_PARTS OF THE EXERCISE_:
**a)** Decide whether each statement below agrees with the essay on blogging. Answer yes or no for each, and quote the words of the essay that settle it.
(i) The writer's first site was hosted at Geocities.
(ii) The writer learned HTML by taking a formal course.
(iii) The writer stopped caring about design entirely once notes arrived from women who had gone to get checked.
**b)** Write out the passage of the essay on blogging between "My first site" and "a 'serious' journalist.", inclusive, copying it word for word.

Back when blogs were still called 'journals' by those of us unwilling to admit we weren't really writing anything, design was a big part of your status in the blogging community. The artistic intricacy or stark simplicity of your design was as important as any actual literary content.
My first site was at Geocities. Remember when Geocities had neighborhoods that housed various journals of similar content? I entered the genre at geocities/wellesley/something because I was writing mostly about women's issues (I was big on militant feminism at one point). I knew nothing about HTML so I searched the net and learned what I could. Before I knew it, I was publishing embarrassing two column layouts of black and stars and big purple fonts.
It was hideous but I was really proud. And really confused when I was greeted with snickers and a pat on the head by those writers I most wanted to take me seriously. My writing meant nothing, see. What mattered is whether or not you could link proudly to my site as proof that you were a 'serious' journalist.
I spent years trying to come up with the right design, but it was never good enough. As much as I hate change, I get bored very quickly so either I would change my mind and come up with a different layout everyday or someone else would tell me how awful it looked and I would change it then. Someone else was getting more hits on their counters and I would try to emulate them.
I spent as much time on that as I did writing. Being hailed as a real writer was as important to me as designing a serious site. The more I tried to write, the worse I got at both. It got to be that I hated even messing with it, but loved the outlet it provided me.
I have a challenging family. Lot of genetic crap going on here, special needs kids, that kind of thing. I'm a busy frazzled mother who spends most of her time arguing with doctors or teachers and virtually no time dealing with her own various issues. I'm crap with people, socially phobic so even if I had had the time to go out with friends, the very idea would have given me the creeping horrors. Thus I had no place to talk. To vent, to scream, to indulge.
The internet gave me that. But I was wasting it with pretentious crap about design and posturing.
People who create need to create. Whatever it is that floats your boat - writing, sculpture, composing - you need to do it. To deny yourself that outlet is to court insanity. You do it because you have to. I found I needed to write and I only wrote well when I stopped trying to. I wrote well when I spoke of my kids. When my oldest got sick and almost died, when one of the three would do some shining thing that made me weep with pride and awe and marvel. When I spoke of rape and child abuse and men's reproductive rights and a woman's rights to choose. When I was married. When I got cancer. When I was homeschooling my daughter. I wrote well because I wasn't bothering to write. I was indulging a passion. Passionate anger or fear or fierce love.
By the time I noticed I had something of a following, I had mostly stopped obsessing about design. I stopped caring at all when I started getting notes from women who went to get checked after reading while I processed the procedures of cancer, its discovery and treatment. I got letters from people who had also been abused and were looking for help, from people who thought my opinions about abortion were shit. From people who still thought my design sucked. From people wanting to do whatever they could to support me.
And then one day I walked away from the internet and the friends (and enemies) I had made there. I had a nervous breakdown, to be honest. My oldest daughter was very ill, I had just had a hysterectomy and was beginning to show the first signs of mania that hit bi-polar women around forty. I was hospitalized, over medicated, under medicated, poked prodded and tatooed. If it hadn't been for my husband and kids I would have driven my car off a cliff. Nothing seemed to make any sense to me anymore. Writing held no interest for me. I only had a few things left to say and there are only so many ways you can say them.
Then one day I just started again.
And here I am. Freed from caring about design and finding new things to say and wondering if I will stop again in a week or if I will keep going and if either will mean anything about me at all and if so, what?

_THE DATA_:

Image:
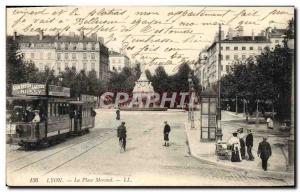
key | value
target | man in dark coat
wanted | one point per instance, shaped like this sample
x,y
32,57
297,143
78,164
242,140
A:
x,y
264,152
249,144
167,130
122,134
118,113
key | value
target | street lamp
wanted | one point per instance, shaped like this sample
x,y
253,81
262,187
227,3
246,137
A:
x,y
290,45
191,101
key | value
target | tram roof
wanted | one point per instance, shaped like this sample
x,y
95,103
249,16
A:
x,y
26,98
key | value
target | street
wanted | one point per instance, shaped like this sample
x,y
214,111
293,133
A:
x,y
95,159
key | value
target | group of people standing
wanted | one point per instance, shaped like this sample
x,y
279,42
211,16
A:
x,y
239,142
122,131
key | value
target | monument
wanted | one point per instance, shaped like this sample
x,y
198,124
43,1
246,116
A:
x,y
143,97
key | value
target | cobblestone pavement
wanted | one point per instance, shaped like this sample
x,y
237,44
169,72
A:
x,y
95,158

...

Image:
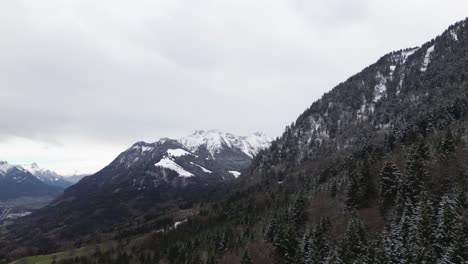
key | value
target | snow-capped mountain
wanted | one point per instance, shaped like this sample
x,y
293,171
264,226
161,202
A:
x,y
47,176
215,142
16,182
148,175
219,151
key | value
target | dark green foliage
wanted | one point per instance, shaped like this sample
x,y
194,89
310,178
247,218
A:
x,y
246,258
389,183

--

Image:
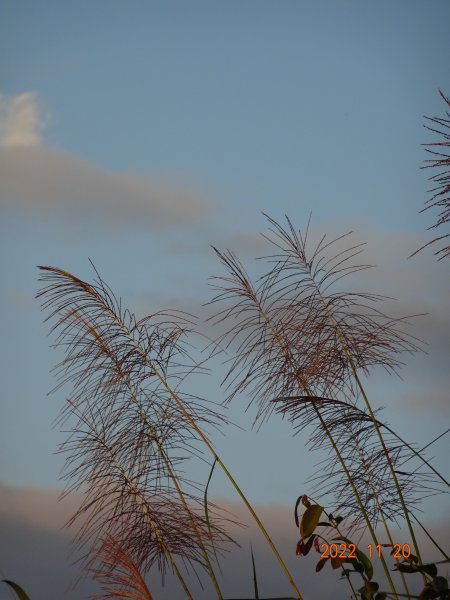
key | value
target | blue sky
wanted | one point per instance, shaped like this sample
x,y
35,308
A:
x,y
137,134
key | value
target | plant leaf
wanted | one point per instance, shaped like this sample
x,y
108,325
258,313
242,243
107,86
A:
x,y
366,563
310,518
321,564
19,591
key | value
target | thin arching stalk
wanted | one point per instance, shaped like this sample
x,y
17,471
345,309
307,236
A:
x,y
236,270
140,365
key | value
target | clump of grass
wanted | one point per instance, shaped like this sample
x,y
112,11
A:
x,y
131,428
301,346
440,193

_NUMBERED ANSWERS_:
**a)**
(i) Yes: "My first site was at Geocities."
(ii) No: "I knew nothing about HTML so I searched the net and learned what I could."
(iii) Yes: "I stopped caring at all when I started getting notes from women who went to get checked after reading while I processed the procedures of cancer, its discovery and treatment."

**b)**
My first site was at Geocities. Remember when Geocities had neighborhoods that housed various journals of similar content? I entered the genre at geocities/wellesley/something because I was writing mostly about women's issues (I was big on militant feminism at one point). I knew nothing about HTML so I searched the net and learned what I could. Before I knew it, I was publishing embarrassing two column layouts of black and stars and big purple fonts.
It was hideous but I was really proud. And really confused when I was greeted with snickers and a pat on the head by those writers I most wanted to take me seriously. My writing meant nothing, see. What mattered is whether or not you could link proudly to my site as proof that you were a 'serious' journalist.